### Provided text:
★ ★ ★
Just over a week later, the Maple Leafs winger took a twirl as the first star.

McMann went from healthy scratch to unlikely offensive focal point in just eight days, putting up two goals in Toronto’s 6-2 victory over the Los Angeles Kings on Wednesday.

The odd man out at the Bell Centre against the Montreal Canadiens, he’s slowly earning the trust of first-year head coach Craig Berube.

“There’s a lot of good players on this team,” McMann said of his reaction to sitting out Game 1. “Maybe some guys fit better in certain scenarios than others … just knowing that my opportunity would come.”

The Wainwright, Alta., product skated on the second line with William Nylander and Max Domi against Los Angeles, finishing with those two goals, three hits and a plus-3 rating in just over 14 minutes of work.

“He’s been unbelievable,” said Nylander, who’s tied with McMann for the team lead with three goals. “It’s great when a player like that comes in.”

The 28-year-old burst onto the scene last February when he went from projected scratch to hat-trick hero in a single day after then-captain John Tavares fell ill.

McMann would finish 2023-24 with 15 goals and 24 points in 56 games before a knee injury ruled him out of Toronto’s first-round playoff loss to the Boston Bruins.

“Any time you have success, it helps the confidence,” he said. “But I always trust the abilities and trust that they’re there whether things are going in or (I’m not) getting points. Just trying to play my game and trust that doing the little things right will pay off.”

McMann was among the Leafs’ best players against the Kings — and not just because of what he did on the scoresheet. The forward got into a scuffle with Phillip Danault in the second period before crushing Mikey Anderson with a clean hit in the third.
★ ★ ★
### Entries shown:
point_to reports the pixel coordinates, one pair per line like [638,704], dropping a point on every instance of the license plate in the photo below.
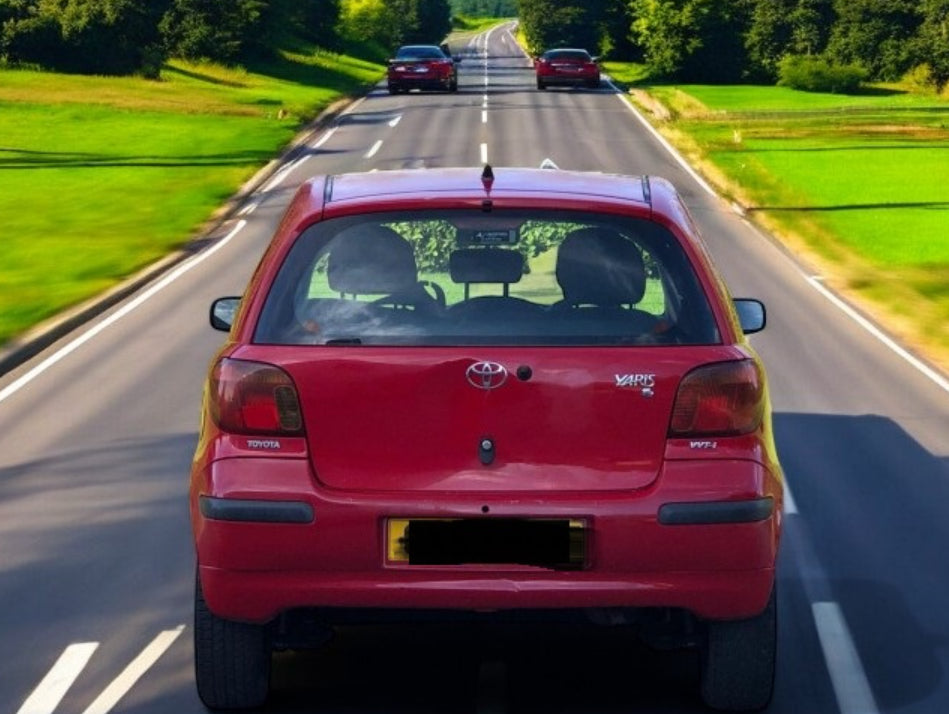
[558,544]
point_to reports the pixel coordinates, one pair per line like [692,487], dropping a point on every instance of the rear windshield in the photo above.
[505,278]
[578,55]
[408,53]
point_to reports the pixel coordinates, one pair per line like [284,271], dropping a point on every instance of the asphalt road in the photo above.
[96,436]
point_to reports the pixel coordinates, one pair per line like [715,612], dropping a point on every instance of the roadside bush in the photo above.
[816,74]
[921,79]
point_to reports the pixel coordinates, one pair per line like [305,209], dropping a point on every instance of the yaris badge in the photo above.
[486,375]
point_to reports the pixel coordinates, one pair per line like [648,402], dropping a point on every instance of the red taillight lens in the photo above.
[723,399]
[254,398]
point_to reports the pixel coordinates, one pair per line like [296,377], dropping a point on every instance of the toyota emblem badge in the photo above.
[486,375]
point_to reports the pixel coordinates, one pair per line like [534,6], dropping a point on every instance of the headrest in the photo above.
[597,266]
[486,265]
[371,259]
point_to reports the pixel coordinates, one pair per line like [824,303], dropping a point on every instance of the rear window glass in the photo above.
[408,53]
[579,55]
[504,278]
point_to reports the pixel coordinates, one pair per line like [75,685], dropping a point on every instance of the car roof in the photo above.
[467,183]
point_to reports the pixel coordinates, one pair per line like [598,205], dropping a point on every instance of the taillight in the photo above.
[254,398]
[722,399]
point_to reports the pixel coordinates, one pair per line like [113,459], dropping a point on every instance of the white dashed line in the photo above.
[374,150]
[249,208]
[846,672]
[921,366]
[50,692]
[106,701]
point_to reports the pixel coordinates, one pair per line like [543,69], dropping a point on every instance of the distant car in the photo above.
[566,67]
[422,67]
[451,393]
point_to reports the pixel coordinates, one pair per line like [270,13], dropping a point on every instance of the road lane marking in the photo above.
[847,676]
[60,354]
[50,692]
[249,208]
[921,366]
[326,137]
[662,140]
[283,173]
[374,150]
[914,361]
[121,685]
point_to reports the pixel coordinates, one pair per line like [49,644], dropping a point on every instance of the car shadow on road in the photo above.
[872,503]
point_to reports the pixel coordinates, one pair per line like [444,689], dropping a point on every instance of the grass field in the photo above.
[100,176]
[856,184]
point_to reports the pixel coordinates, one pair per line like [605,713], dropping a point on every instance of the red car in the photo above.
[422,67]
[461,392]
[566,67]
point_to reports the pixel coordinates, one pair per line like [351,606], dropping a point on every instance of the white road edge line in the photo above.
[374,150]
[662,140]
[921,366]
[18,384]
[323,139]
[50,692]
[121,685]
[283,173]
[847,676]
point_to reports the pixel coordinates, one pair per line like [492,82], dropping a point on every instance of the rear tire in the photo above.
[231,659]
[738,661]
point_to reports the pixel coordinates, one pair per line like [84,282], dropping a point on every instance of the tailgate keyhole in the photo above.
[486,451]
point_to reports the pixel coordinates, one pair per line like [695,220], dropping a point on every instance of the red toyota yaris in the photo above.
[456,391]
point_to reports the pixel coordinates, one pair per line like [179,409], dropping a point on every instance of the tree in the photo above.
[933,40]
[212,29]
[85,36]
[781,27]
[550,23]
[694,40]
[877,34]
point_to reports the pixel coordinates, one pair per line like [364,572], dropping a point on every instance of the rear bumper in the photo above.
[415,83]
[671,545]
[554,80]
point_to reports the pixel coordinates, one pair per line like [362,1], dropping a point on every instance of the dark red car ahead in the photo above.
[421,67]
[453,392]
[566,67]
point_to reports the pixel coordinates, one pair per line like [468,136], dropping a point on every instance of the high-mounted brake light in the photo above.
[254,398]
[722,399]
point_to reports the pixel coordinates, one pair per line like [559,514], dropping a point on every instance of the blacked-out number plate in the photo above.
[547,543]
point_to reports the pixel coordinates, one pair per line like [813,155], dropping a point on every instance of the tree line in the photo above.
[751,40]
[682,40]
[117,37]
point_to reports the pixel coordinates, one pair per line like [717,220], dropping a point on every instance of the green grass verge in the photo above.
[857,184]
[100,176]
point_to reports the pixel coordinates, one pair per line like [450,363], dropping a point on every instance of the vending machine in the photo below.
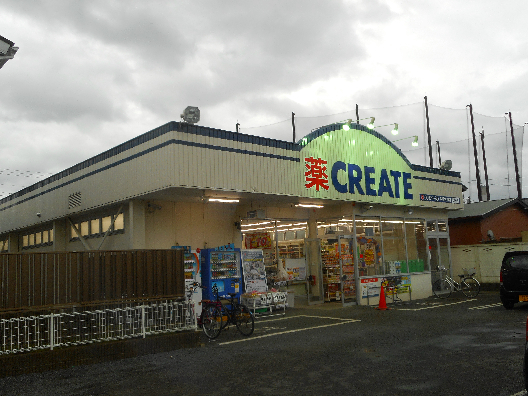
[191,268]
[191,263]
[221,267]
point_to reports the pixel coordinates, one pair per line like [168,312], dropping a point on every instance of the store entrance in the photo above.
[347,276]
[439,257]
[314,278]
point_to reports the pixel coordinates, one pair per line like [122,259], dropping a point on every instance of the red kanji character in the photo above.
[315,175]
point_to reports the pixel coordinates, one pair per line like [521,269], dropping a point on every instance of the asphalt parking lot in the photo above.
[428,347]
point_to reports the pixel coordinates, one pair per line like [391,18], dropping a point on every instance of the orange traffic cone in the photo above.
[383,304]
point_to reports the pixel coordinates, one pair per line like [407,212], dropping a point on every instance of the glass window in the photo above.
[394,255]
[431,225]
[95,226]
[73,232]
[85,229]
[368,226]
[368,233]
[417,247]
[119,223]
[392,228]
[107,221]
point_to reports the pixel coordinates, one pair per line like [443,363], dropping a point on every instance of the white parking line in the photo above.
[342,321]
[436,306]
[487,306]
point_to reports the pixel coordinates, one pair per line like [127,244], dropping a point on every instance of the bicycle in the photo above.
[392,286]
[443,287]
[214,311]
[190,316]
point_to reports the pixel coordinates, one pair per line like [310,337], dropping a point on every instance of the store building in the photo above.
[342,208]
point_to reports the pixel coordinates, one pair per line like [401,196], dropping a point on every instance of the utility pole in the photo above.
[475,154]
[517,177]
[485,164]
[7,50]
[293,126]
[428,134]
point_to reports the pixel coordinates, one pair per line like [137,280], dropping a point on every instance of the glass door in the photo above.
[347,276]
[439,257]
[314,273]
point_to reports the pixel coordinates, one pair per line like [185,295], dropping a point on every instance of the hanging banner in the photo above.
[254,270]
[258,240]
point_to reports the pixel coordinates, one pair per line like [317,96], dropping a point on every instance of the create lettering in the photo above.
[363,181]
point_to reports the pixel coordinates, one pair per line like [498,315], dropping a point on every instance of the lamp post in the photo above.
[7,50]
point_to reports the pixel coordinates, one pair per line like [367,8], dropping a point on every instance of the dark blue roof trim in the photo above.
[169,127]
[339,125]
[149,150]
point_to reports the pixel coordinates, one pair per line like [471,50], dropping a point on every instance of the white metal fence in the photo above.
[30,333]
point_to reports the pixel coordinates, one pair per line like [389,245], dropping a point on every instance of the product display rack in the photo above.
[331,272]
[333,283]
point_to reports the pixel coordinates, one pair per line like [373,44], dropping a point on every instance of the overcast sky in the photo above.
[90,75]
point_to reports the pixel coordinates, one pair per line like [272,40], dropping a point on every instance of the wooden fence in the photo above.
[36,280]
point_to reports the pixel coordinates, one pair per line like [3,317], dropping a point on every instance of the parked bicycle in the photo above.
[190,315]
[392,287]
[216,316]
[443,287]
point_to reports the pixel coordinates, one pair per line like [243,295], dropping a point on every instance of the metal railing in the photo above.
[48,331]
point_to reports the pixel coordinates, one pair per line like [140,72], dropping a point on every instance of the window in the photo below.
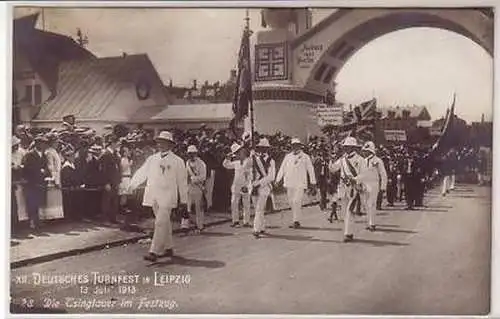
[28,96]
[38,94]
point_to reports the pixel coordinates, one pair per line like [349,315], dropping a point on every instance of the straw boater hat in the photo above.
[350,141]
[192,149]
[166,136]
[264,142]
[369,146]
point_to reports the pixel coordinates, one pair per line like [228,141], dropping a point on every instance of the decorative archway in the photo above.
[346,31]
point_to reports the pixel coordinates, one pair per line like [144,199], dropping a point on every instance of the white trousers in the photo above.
★ ★ ★
### Using the information:
(1) Using the McMann article, answer these:
(a) What was the final score of Toronto's game against the Los Angeles Kings?
(b) Which teammate is tied with McMann for the team lead in goals, and how many goals does each have?
(c) How many goals and points did McMann finish 2023-24 with, and in how many games?
(2) Carry the McMann article forward from its last sentence.
The material is separate from the McMann article.

### Responses per task:
(1)
(a) Toronto won 6-2.
(b) William Nylander; each has three goals.
(c) 15 goals and 24 points in 56 games.

(2)
“He’s a power forward,” Berube said. “That’s how he should think the game, night in and night out, as being a power forward with his skating and his size. He doesn’t have to complicate the game.”

Leafs goaltender Anthony Stolarz knew nothing about McMann before joining Toronto in free agency over the summer.

“Great two-way player,” said the netminder. “Extremely physical and moves really well, has a good shot. He’s a key player for us in our depth. I was really happy for him to get those two goals.

“Works his butt off.”

ON TARGET

Leafs captain Auston Matthews, who scored 69 times last season, ripped his first goal of 2024-25 after going without a point through the first three games.

“It’s not going to go in every night,” said Matthews, who added two assists against the Kings. “It’s good to see one fall … a little bit of the weight lifted off your shoulders.”

WAKE-UP CALL

Berube was animated on the bench during a third-period timeout after the Kings cut a 5-0 deficit to 5-2.

“Taking care of the puck, being harder in our zone,” Matthews said of the message. “There were times in the game, early in the second, in the third period, where the momentum shifted and we needed to grab it back.”

PATCHES SITS

Toronto winger Max Pacioretty was a healthy scratch after dressing the first three games.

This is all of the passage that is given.